--- begin TEXT EXTRACT ---
KRRI, which has worked on rail canal technology for three years, claims its idea is cheaper than a conventional canal, and has the advantage of not requiring any land separation.

“First of all, [a] rail canal is cost-effective compared with a conventional canal and is environmentally friendly,” Sagong says.

“[A] rail canal doesn’t need deep digging of mountain areas. In case of [the] Kra Isthmus, [a] conventional canal divides the country into two parts; however [the] rail canal avoids the division so that the country can stay united.”

The proposals suggest construction costs would be $4.8bn for 57km of track, and approximately $3.4bn for 51km on the Chumphon route – although Sagong does admit that the cost would depend on the route and its capacity.

KRRI claims the construction cost could be 60% of that for a conventional canal, with the rail concept reducing transit time by up to 50% and cutting travel distance by 2,000km – or around two days of shipping.
--- end TEXT EXTRACT ---
### REQUIRED ACTIONS
1. Retype the part of the rail canal passage that opens with the words containing "KRRI, which has" and closes with "and its capacity.", copying it without any changes.
2. Write what comes next in the passage on the Kra Isthmus rail canal proposal, picking up after its final sentence.
--- begin DATASET ---
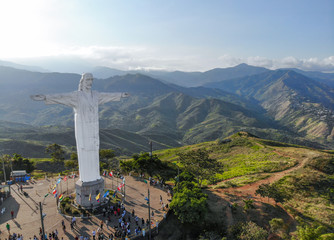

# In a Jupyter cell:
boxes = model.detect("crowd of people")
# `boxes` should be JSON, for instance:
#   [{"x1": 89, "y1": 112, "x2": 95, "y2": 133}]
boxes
[{"x1": 0, "y1": 174, "x2": 170, "y2": 240}]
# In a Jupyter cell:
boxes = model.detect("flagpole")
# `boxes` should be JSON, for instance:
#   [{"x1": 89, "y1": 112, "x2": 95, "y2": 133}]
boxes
[
  {"x1": 123, "y1": 176, "x2": 126, "y2": 200},
  {"x1": 147, "y1": 187, "x2": 151, "y2": 240}
]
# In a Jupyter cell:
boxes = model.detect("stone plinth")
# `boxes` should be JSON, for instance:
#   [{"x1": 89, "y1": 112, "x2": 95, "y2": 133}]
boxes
[{"x1": 75, "y1": 178, "x2": 104, "y2": 208}]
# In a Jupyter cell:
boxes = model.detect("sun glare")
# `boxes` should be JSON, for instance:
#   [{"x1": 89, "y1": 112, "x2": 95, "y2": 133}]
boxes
[{"x1": 0, "y1": 0, "x2": 60, "y2": 58}]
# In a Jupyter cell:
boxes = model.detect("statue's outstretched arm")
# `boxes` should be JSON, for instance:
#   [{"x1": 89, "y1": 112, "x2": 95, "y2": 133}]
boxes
[
  {"x1": 30, "y1": 92, "x2": 77, "y2": 107},
  {"x1": 99, "y1": 93, "x2": 130, "y2": 104}
]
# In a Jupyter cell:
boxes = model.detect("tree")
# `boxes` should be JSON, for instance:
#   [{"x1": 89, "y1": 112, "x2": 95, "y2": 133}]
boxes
[
  {"x1": 170, "y1": 187, "x2": 207, "y2": 223},
  {"x1": 238, "y1": 222, "x2": 268, "y2": 240},
  {"x1": 65, "y1": 160, "x2": 78, "y2": 169},
  {"x1": 70, "y1": 152, "x2": 78, "y2": 161},
  {"x1": 243, "y1": 199, "x2": 255, "y2": 211},
  {"x1": 178, "y1": 149, "x2": 223, "y2": 186},
  {"x1": 297, "y1": 226, "x2": 326, "y2": 240},
  {"x1": 99, "y1": 149, "x2": 118, "y2": 169},
  {"x1": 45, "y1": 143, "x2": 65, "y2": 162},
  {"x1": 132, "y1": 152, "x2": 165, "y2": 176}
]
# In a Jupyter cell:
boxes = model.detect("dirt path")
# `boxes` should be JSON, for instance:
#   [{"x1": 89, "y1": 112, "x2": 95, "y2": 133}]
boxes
[{"x1": 210, "y1": 150, "x2": 316, "y2": 229}]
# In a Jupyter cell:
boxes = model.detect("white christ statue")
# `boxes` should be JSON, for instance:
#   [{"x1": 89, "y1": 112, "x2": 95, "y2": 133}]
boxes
[{"x1": 31, "y1": 73, "x2": 129, "y2": 182}]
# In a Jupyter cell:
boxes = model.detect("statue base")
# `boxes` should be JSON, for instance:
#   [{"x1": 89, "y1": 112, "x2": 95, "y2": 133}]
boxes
[{"x1": 75, "y1": 178, "x2": 104, "y2": 208}]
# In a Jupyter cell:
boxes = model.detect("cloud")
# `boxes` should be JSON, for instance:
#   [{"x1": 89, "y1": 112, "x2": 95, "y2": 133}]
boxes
[
  {"x1": 9, "y1": 46, "x2": 334, "y2": 73},
  {"x1": 218, "y1": 55, "x2": 334, "y2": 72}
]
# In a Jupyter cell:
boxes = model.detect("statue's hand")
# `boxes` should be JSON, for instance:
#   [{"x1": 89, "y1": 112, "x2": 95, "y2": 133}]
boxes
[
  {"x1": 30, "y1": 94, "x2": 46, "y2": 101},
  {"x1": 122, "y1": 93, "x2": 130, "y2": 97}
]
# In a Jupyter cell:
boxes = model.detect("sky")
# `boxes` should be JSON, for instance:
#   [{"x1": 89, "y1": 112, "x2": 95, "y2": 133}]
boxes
[{"x1": 0, "y1": 0, "x2": 334, "y2": 72}]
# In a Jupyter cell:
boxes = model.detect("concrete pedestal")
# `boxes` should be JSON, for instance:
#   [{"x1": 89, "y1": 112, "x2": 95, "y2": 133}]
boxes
[{"x1": 75, "y1": 178, "x2": 104, "y2": 208}]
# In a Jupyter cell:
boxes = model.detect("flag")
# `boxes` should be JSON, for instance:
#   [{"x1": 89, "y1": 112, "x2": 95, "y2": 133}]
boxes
[
  {"x1": 95, "y1": 193, "x2": 101, "y2": 201},
  {"x1": 117, "y1": 183, "x2": 124, "y2": 191},
  {"x1": 103, "y1": 190, "x2": 109, "y2": 198}
]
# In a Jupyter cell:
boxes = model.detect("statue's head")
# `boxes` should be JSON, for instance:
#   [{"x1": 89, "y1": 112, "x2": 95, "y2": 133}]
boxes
[{"x1": 79, "y1": 73, "x2": 94, "y2": 91}]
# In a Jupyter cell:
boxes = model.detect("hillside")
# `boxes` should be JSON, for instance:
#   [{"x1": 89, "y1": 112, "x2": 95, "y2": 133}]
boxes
[
  {"x1": 156, "y1": 132, "x2": 334, "y2": 239},
  {"x1": 0, "y1": 65, "x2": 334, "y2": 154},
  {"x1": 206, "y1": 70, "x2": 334, "y2": 144}
]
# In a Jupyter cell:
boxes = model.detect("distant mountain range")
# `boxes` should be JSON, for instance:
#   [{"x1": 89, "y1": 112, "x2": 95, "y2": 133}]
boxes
[{"x1": 0, "y1": 64, "x2": 334, "y2": 156}]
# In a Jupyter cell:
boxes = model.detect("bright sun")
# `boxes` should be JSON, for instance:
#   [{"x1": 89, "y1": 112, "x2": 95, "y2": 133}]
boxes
[{"x1": 0, "y1": 0, "x2": 60, "y2": 58}]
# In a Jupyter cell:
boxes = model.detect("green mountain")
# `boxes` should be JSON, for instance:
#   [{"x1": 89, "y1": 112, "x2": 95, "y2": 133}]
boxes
[
  {"x1": 0, "y1": 65, "x2": 333, "y2": 155},
  {"x1": 206, "y1": 70, "x2": 334, "y2": 144}
]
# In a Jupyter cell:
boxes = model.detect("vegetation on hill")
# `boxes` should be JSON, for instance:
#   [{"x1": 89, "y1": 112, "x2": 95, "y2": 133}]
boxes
[{"x1": 156, "y1": 132, "x2": 297, "y2": 188}]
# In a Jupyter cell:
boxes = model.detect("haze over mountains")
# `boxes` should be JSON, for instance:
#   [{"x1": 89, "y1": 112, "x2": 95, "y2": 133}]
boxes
[{"x1": 0, "y1": 61, "x2": 334, "y2": 156}]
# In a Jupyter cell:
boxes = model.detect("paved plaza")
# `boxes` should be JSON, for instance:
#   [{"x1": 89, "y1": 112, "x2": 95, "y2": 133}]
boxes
[{"x1": 0, "y1": 176, "x2": 169, "y2": 239}]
--- end DATASET ---
### EXPECTED ANSWERS
1.
KRRI, which has worked on rail canal technology for three years, claims its idea is cheaper than a conventional canal, and has the advantage of not requiring any land separation.

“First of all, [a] rail canal is cost-effective compared with a conventional canal and is environmentally friendly,” Sagong says.

“[A] rail canal doesn’t need deep digging of mountain areas. In case of [the] Kra Isthmus, [a] conventional canal divides the country into two parts; however [the] rail canal avoids the division so that the country can stay united.”

The proposals suggest construction costs would be $4.8bn for 57km of track, and approximately $3.4bn for 51km on the Chumphon route – although Sagong does admit that the cost would depend on the route and its capacity.

2.
“First of all, [a] rail canal is cost-effective compared with a conventional canal and is environmentally friendly.”

“A the waterway canal separates the south region from the main land, which is not acceptable to Thai citizens,” adds Sagong. “The rail canal is the good candidate to solve the problem of division, on the way to [creating] a leading country of maritime logistics in the ASEAN [region].”

The idea has received backing from Tanit Sorat, chairman of V-Serve Logistics, a Thai-owned integrated logistics service provider, who has said it could be cheaper than dredging a conventional canal, although Sorat added he was unsure if rail could carry ships exceeding 100,000 dead weight tonnes.

Chula Sukmanop, director-general of Thailand’s marine department, has cast doubt over the financial viability of the project, saying “if it’s very expensive, investment in the rail canal construction won’t be worth it”.

Meanwhile, Rattapoohm Parichatprecha, director of the Centre of Excellence for Road and Railway Innovation, claimed a new trade route would “help Thailand leap out of its middle-income country trap”.

Technical feasibility: challenging but not insurmountable

According to Sagong, the core technologies of such an idea are challenging – particularly when it comes to location and terrain – but they can be overcome.

“The multi-axle freight cars to support and carry a large vessel of 100,000 tonnes are the core technology,” he says. “The ropeway traction system to lift the vessel to the land track is another, and [these] are innovative enough to be challenging.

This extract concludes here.